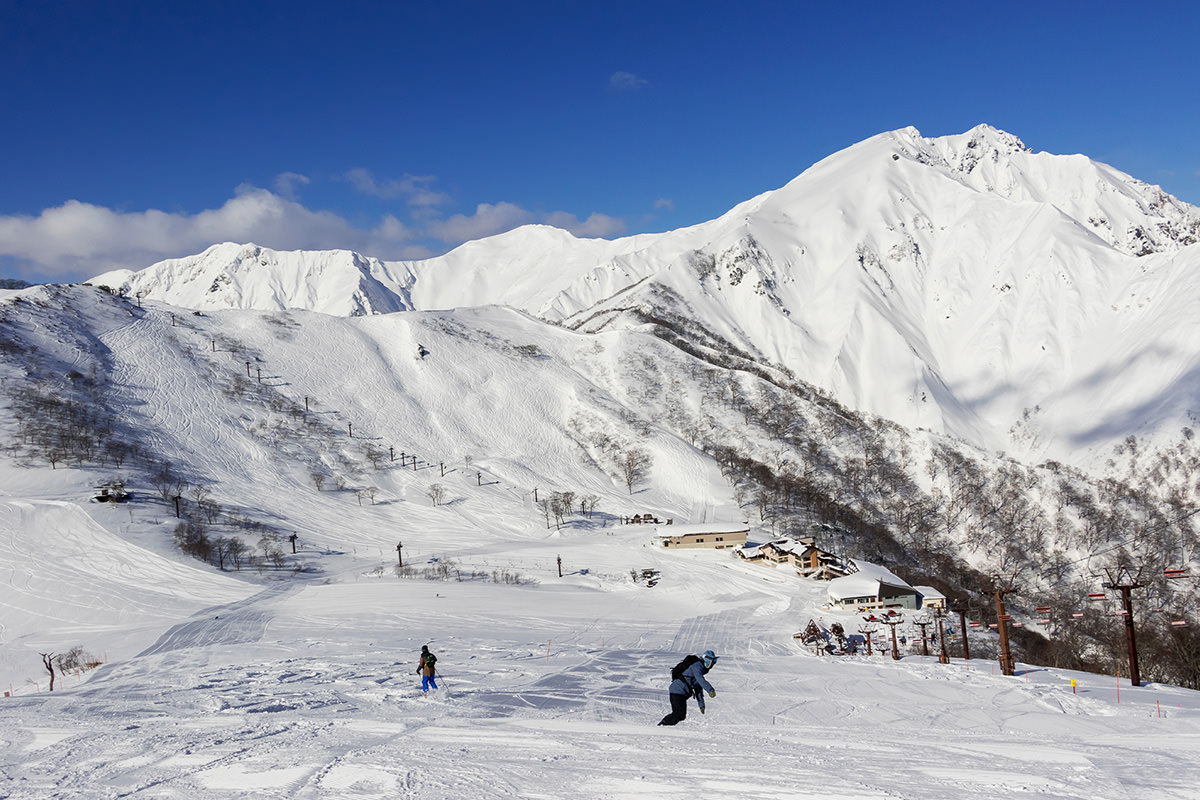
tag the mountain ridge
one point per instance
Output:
(963, 283)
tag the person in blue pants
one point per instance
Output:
(427, 669)
(691, 683)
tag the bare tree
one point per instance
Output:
(317, 476)
(48, 660)
(635, 465)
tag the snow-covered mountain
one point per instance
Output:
(285, 668)
(1024, 301)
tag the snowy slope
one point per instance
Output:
(961, 283)
(297, 679)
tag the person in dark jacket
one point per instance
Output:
(427, 669)
(691, 684)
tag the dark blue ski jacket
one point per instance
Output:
(693, 683)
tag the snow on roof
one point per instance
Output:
(929, 593)
(665, 531)
(864, 582)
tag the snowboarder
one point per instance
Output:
(688, 680)
(426, 669)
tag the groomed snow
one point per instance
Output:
(301, 684)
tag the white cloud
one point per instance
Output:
(286, 184)
(77, 240)
(597, 226)
(627, 82)
(486, 221)
(414, 188)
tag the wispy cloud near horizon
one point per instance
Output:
(79, 240)
(623, 80)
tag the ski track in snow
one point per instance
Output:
(303, 686)
(219, 708)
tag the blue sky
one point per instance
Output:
(139, 131)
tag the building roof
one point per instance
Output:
(929, 593)
(867, 581)
(671, 531)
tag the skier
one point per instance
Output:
(688, 680)
(426, 669)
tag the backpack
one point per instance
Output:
(679, 668)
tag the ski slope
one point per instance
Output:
(553, 691)
(298, 680)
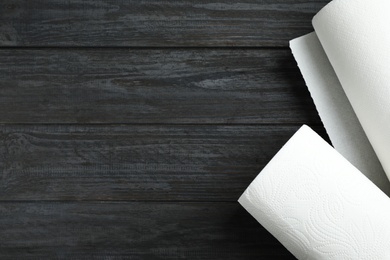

========================================================================

# [Job]
Repeat the entries word for word, starting at the line that contains "tag the ski track in snow" and ending at the end of the entries, with both ends included. Leave the pictures out of your answer.

# [Complete output]
tag the ski track in snow
one point per instance
Output:
(303, 686)
(219, 708)
tag the blue sky
one point per instance
Output:
(139, 131)
tag the building roof
one point per instance
Output:
(929, 593)
(867, 581)
(671, 531)
tag the skier
one point per instance
Output:
(688, 680)
(426, 669)
tag the backpack
one point per instance
Output:
(679, 668)
tag the ski slope
one point per instance
Output:
(553, 691)
(298, 680)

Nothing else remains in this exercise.